◆ **Source extract**:
Exercise 3 - LRU Cache
======================

Intro
-----

In :doc:`exercise 2 <2>` we experimented with how and when Python automatically deallocates memory.
This exercise will delve deeper into the automatic deallocation logic used in Python.

In Python, Garbage Collection is when the program identifies and releases blocks of memory that are
no longer in use. The Python Garbage Collector (GC) operates while the program is running and is
activated when the reference count of a particular object in memory reaches zero. The reference
count increases when an object is given a new name or is placed in a container such as a tuple or
a dictionary. Conversely, the reference count decreases when a name referring to the object is
reassigned to a different object instead, or a variable referring to the object goes out of scope,
or when a container referencing the object is destroyed.

The automatic garbage collection is really helpful, however, it may not clear all blocks of memory
we would expect it to.

◆ **Given instruction**:
Decide whether each statement below agrees with the LRU Cache exercise intro, answering yes or no and quoting the words of the intro that settle it. (a) Placing an object in a dictionary raises its reference count. (b) The Python Garbage Collector runs only after the program has finished. (c) Automatic garbage collection always clears every block of memory we would expect it to.

◆ **Dataset extract**:
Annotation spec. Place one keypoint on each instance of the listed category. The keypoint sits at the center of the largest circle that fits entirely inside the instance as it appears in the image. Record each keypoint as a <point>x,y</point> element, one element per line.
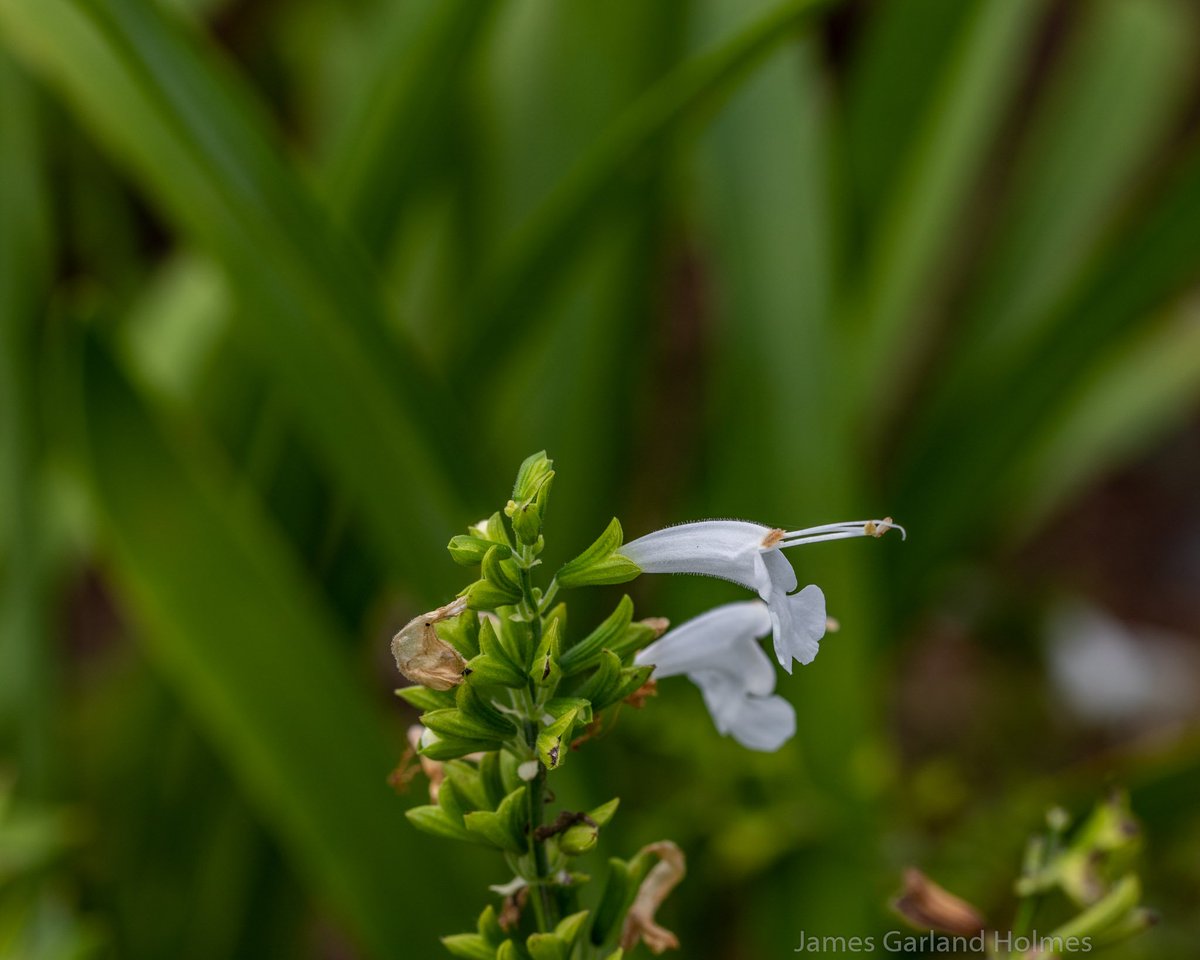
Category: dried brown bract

◆ **Response to this task**:
(a) Yes: "The reference count increases when an object is given a new name or is placed in a container such as a tuple or a dictionary."
(b) No: "The Python Garbage Collector (GC) operates while the program is running"
(c) No: "it may not clear all blocks of memory we would expect it to."